Print every line of the data below, unchanged and in the same order.
═══ STORED ROWS
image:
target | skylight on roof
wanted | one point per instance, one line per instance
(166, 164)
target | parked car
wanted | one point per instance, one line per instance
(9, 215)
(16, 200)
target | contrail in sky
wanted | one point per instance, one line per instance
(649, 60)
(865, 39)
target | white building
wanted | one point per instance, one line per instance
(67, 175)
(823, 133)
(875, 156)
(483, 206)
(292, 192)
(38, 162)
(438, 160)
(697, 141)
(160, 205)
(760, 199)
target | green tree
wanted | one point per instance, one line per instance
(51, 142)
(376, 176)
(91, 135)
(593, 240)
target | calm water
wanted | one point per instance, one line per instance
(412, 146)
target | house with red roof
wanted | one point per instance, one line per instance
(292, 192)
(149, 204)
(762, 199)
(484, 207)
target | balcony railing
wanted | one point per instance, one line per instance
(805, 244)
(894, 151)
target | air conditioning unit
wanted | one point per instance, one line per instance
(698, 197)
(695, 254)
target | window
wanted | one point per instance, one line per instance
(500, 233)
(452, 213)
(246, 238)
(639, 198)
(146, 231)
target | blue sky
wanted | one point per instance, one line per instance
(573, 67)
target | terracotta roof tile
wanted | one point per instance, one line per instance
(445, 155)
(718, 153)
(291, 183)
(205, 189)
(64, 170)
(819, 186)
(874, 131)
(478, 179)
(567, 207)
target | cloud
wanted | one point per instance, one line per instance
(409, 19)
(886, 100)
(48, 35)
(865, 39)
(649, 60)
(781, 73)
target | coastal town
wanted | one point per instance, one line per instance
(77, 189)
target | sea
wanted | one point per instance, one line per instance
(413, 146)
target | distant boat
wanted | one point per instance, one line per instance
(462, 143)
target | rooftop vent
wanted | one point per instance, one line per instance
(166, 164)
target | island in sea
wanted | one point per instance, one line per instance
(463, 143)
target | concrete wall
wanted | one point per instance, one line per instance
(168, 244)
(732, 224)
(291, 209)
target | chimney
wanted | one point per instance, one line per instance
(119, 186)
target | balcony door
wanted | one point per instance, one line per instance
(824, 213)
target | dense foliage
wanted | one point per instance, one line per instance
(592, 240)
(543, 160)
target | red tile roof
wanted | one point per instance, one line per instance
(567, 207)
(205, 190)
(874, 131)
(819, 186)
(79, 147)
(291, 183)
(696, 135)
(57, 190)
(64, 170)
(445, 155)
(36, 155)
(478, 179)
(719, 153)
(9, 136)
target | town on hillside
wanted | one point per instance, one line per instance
══════
→ **EXPECTED ANSWER**:
image:
target | skylight on roof
wanted | one point per instance, one line per instance
(166, 164)
target | parked car
wanted | one point per instance, one line per instance
(9, 215)
(16, 200)
target | contrail in sky
wanted | one point per instance, one line per instance
(649, 60)
(865, 39)
target | white building
wanted | one point per instance, one line per instance
(67, 175)
(823, 133)
(875, 156)
(483, 206)
(292, 192)
(38, 162)
(438, 160)
(697, 141)
(160, 205)
(760, 199)
target | green tree
wanted | one point per instance, one line per instance
(51, 142)
(376, 176)
(91, 135)
(593, 240)
target | calm water
wanted | one point per instance, one line per instance
(412, 146)
target | house with red roof
wanted | one point per instance, one line per instance
(292, 192)
(149, 204)
(762, 199)
(484, 207)
target | balcony railing
wanted | one point per instance, one line per instance
(805, 244)
(894, 151)
target | air conditioning unit
wanted | one point per instance, one line per instance
(698, 197)
(695, 254)
target | window
wanted | one point per instance, one line per instance
(500, 233)
(452, 213)
(246, 238)
(639, 198)
(146, 231)
target | blue sky
wanted | one point per instance, one line per instance
(573, 67)
target | terracotta roof tile
wanted | one point per instance, one line per instance
(445, 155)
(718, 153)
(291, 183)
(205, 189)
(64, 170)
(819, 186)
(874, 131)
(478, 179)
(567, 207)
target | cloud
wanted | one point per instance, one line per instance
(409, 19)
(886, 100)
(48, 35)
(865, 39)
(649, 60)
(781, 73)
target | coastal town
wanted | one point per instance, one line per instance
(77, 189)
target | sea
wanted | one point per instance, one line per instance
(413, 146)
target | distant boat
wanted | one point per instance, one line per instance
(462, 143)
target | rooftop vent
wanted | one point per instance, one line per instance
(166, 164)
target | island in sea
wanted | one point per instance, one line per instance
(463, 143)
target | concrete wall
wanted | one point per instance, one line per instance
(168, 244)
(732, 224)
(291, 209)
target | chimney
wanted | one point per instance, one line per instance
(119, 186)
target | balcony door
wanted | one point per instance, one line per instance
(824, 213)
target | dense foliage
wanted | one point per instance, one line per instance
(592, 240)
(543, 160)
target | red tile roof
wanted | one point per instance, one line per instance
(567, 207)
(205, 190)
(874, 131)
(819, 186)
(79, 147)
(291, 183)
(696, 135)
(57, 190)
(64, 170)
(445, 155)
(36, 155)
(478, 179)
(719, 153)
(9, 136)
target | town on hillside
wanted | one point per instance, one line per instance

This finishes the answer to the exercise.